▶ [Instructions for the task]
Here is a block of records. Copy every one of them exactly.

Dataset entries:
☆ ☆ ☆ ☆ ☆ ☆ ☆

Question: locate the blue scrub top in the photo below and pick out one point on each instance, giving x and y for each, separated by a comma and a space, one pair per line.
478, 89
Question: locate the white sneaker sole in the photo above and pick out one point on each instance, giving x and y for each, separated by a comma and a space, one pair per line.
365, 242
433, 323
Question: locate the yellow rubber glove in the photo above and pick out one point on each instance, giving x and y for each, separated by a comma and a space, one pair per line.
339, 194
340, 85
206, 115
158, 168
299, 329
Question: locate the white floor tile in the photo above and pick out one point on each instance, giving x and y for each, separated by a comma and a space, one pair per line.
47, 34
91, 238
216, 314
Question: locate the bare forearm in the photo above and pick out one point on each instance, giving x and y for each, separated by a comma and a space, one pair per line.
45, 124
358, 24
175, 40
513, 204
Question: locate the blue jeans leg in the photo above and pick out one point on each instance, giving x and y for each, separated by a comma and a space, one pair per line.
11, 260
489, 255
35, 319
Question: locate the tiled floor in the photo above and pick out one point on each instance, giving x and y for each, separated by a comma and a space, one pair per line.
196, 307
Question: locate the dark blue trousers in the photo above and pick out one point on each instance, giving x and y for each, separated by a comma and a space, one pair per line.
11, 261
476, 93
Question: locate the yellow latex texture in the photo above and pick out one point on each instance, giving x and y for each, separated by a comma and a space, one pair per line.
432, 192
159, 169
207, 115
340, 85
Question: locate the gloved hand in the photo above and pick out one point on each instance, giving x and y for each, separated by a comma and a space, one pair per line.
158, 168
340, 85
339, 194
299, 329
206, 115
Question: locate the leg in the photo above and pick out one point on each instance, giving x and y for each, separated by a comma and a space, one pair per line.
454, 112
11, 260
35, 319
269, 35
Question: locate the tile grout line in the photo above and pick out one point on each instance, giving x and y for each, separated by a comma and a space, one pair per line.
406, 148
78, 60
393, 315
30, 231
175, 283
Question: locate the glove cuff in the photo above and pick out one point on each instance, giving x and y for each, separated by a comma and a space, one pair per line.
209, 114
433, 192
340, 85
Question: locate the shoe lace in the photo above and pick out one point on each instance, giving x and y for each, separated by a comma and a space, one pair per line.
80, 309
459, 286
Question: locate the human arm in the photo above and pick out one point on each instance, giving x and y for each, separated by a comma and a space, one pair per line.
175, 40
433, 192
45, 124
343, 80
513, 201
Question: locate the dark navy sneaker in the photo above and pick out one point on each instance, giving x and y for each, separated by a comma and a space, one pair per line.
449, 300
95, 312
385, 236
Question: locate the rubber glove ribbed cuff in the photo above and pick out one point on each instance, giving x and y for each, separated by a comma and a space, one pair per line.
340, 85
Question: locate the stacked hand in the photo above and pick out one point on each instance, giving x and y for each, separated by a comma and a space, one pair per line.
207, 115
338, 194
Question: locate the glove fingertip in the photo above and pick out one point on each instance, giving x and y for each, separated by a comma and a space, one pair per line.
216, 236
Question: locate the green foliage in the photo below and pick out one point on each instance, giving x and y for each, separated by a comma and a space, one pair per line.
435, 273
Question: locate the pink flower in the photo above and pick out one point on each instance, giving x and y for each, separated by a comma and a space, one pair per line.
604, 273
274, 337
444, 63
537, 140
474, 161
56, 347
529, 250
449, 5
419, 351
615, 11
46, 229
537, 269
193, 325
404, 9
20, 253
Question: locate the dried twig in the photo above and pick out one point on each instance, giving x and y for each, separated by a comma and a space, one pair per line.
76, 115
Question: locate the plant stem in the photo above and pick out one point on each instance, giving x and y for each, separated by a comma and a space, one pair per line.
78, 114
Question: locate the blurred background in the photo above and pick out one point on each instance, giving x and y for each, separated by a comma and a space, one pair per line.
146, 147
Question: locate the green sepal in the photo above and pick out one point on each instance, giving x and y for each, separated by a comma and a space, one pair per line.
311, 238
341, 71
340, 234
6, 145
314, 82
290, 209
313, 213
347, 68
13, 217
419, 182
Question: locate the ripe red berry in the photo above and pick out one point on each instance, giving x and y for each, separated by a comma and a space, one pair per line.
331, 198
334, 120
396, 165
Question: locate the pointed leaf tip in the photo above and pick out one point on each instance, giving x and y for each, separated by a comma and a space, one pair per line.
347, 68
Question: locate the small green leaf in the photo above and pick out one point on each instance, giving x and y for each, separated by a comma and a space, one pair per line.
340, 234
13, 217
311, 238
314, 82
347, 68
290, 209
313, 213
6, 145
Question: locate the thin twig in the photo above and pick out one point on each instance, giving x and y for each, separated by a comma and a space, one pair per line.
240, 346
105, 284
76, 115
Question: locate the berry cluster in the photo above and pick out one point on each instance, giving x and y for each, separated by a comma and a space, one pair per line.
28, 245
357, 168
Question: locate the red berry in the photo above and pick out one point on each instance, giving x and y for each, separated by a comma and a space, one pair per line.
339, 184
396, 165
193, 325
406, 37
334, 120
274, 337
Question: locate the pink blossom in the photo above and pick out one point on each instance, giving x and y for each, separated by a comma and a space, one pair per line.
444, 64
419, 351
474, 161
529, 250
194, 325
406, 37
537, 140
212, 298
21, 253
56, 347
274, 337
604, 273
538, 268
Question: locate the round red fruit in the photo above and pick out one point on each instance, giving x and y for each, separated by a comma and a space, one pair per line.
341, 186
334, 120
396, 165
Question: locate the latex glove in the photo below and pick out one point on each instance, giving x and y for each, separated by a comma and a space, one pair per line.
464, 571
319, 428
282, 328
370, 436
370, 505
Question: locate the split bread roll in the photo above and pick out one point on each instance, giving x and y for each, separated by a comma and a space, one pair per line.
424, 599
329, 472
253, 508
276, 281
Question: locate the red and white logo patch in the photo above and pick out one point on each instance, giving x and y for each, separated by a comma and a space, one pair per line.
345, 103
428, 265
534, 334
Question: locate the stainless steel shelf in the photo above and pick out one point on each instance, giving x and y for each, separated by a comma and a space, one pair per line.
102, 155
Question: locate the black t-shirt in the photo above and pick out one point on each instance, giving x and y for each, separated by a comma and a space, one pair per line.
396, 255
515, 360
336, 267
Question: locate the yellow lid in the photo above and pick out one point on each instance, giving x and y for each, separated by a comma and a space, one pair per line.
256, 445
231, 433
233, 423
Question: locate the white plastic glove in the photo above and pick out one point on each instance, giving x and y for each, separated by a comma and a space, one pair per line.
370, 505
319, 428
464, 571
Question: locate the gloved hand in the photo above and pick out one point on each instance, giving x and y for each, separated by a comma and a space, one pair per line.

☆ ☆ ☆ ☆ ☆ ☆ ☆

▶ [Reply]
Question: locate the blue scrub top in the photo below and pick out one point on each instance, giving x and y for each, separated by a comma and a space, one pair per line.
478, 89
Question: locate the white sneaker sole in the photo above and pick out one point on each instance, giving x and y for each, separated by a comma and a space, one pair per line.
365, 242
433, 323
Question: locate the yellow rubber glove in the photo above and pick out one point on each instance, giving x and y for each, separated by a comma and a space, one pair per line.
339, 194
340, 85
206, 115
158, 168
299, 329
Question: locate the white floor tile in the photo above and pick out one point on each instance, giving x and y for each, separated by a comma and a space, one pair per line.
47, 34
91, 238
216, 314
Question: locate the bare forearm in the photo above and pick out one point on each instance, giving x and y for each, separated by a comma and a space, one pair per line.
45, 124
358, 24
175, 40
513, 204
Question: locate the blue jeans leg in the photo above and pick out one point on each instance, giving x and y for each, separated by a comma and a space, one pair per line.
11, 260
489, 255
35, 319
Question: locate the tiled floor in the photo above and pick out one point on each instance, giving x and y for each, separated by a comma and a space, one pair per line.
196, 307
Question: locate the dark blue trousers in the photo above and pick out one point on each instance, giving x and y for each, separated by a comma and a space, one pair per line.
11, 261
476, 93
Question: locate the yellow latex texture in the photo above and pick out one point on each instance, giving x and y for each, separated by a comma and a space, one pair per line.
432, 192
159, 169
207, 115
340, 85
Question: locate the gloved hand in the photo above and pick out one point on each instance, giving x and y for each, separated by a comma and a space, one pair per line.
158, 168
340, 85
339, 194
299, 329
206, 115
Question: locate the leg in the photo above and pick out one point on each instance, giving x and y for each, separated by a comma and a space, one pair per line.
454, 112
11, 260
35, 319
269, 35
Question: locate the tile grout line in the photo above and pick out one point on each instance, giving x and y for each, separated by a comma and a space, one pair per line.
406, 148
78, 60
393, 315
30, 231
175, 283
Question: locate the glove cuff in the photo above and pick out one point on each instance, giving x and y for each, separated by a comma and a space, one pair per line.
209, 114
433, 192
340, 85
Question: locate the shoe lace in the photo above and pick out one point on each instance, giving x and y for each, separated by a comma and a space, one pair per line.
80, 309
459, 286
Question: locate the human arm in the photo above and pick out one point on each instance, giving x and y for each, separated by a comma and a space, one pair per line.
175, 40
433, 192
45, 124
343, 80
513, 201
Question: locate the dark navy sneaker in the photo above and pick out one point on each instance, giving x and y for each, separated by a comma and a space, one pair per line.
449, 300
95, 312
385, 236
Question: locate the rubber glove ribbed cuff in the photo above and pick out one point on each instance, giving x and y for each, separated by a comma and a space, one pair per line.
340, 85
Question: locate the stacked hand in the photo above and pick out one point on each instance, giving x and y for each, separated by a comma and a space, one pair per line.
207, 115
338, 194
Question: locate the glove fingertip in the photo above and pick out one point on each instance, giving x and y for each, separated by a comma and a space, one pair per line.
216, 236
Question: locate the green foliage in the photo below and pick out one point on each instance, giving x and y for each, separated by a comma and a space, one pair per line.
435, 273
Question: locate the pink flower in the photo above and pick out one point on each instance, giving x and y for each, separated by a comma and a space, one pair per line.
604, 273
274, 337
444, 63
537, 140
474, 161
56, 347
529, 250
449, 5
419, 351
615, 11
46, 229
537, 269
193, 325
404, 9
20, 253
Question: locate the dried twig in the photo above and pick out one point on each instance, giving x and y for each, separated by a comma and a space, one pair per line.
76, 115
Question: locate the plant stem in the photo above and pick out one point on each instance, giving x and y for each, separated by a comma and a space, one pair per line.
78, 114
Question: locate the blurred background in the photo above and pick out one point on each instance, giving x and y for each, separated by a comma and a space, one pair per line.
146, 147
Question: locate the green sepal in the photo above and pick out one point on each instance, giving x and y for each, separated by a comma and a space, one pair per line.
311, 238
341, 71
340, 234
6, 145
314, 82
290, 209
313, 213
347, 68
13, 217
419, 182
Question: locate the ripe red berry in the photo above and pick out one point on each instance, giving x and y for each, separated by a comma and a space, one pair per line.
331, 198
334, 120
396, 165
Question: locate the pointed leaf tip in the photo above and pick out one point on each instance, giving x and y for each, separated by a comma and a space, one pair per line.
347, 68
Question: locate the small green leaf in the photo above and pick out one point on each instance, giving x and y for each, separated by a comma and a space, one pair per line.
340, 234
13, 217
311, 238
314, 82
347, 68
290, 209
313, 213
6, 145
Question: locate the thin twig in the photo above and pick out one point on each instance, giving x and y for each, separated by a comma and a space, one pair per line.
240, 346
105, 284
76, 115
Question: locate the berry cluster in the photo above and pick out one point on each instance, giving x and y for each, separated by a comma and a space, one pair per line.
28, 245
357, 168
Question: locate the red berry in the photo above and pick out one point on each instance, giving x and y for each, separated by a comma and a space, one pair per line.
339, 184
396, 165
193, 325
406, 37
334, 120
274, 337
Question: locate the pink blossom in the photo above and pick out one point on each instance, giving x and y for each, separated by a comma and a space, one pair per line.
444, 64
419, 351
474, 161
529, 250
194, 325
406, 37
537, 140
212, 298
21, 253
56, 347
274, 337
604, 273
538, 268
Question: locate the round red fruit in the photo above and pick out one point on each instance, giving x and y for each, separated by a comma and a space, one pair per line.
341, 186
334, 120
396, 165
Question: locate the latex glove in the photo below and pick out one point on each instance, giving x and y for each, separated by a comma and a space, one pair per line.
464, 571
319, 428
282, 328
370, 436
370, 505
Question: locate the split bread roll in the photo above and pick out one point on each instance, giving x and y for each, separated by a comma and a space, one pair per line.
424, 599
329, 472
253, 508
276, 281
Question: locate the red and white logo patch in the photo above and pick out one point on each instance, giving x and y for each, separated by a comma and a space, one pair per line.
345, 103
428, 265
534, 334
Question: locate the stainless steel shelf in the photo above and pick out one point on each instance, giving x and y for each, separated by a comma and a space, one pair per line.
102, 155
Question: locate the black t-shirt in the photo above and pick out one point on each instance, giving x and y for each, separated by a comma and a space, one pair per line.
396, 255
515, 360
336, 267
Question: locate the yellow lid in the photo above and pick out one point on each instance, giving x and y for each, separated by a comma and a space, one pair per line.
256, 445
231, 433
233, 423
Question: locate the white plastic glove in the photo above and pick out one point on each instance, giving x and y for each, separated by a comma and a space, one pair per line.
370, 505
319, 428
464, 571
Question: locate the gloved hand in the photo above and pick out one point on each instance, giving x and y for each, separated by a comma and a space, one pair per line.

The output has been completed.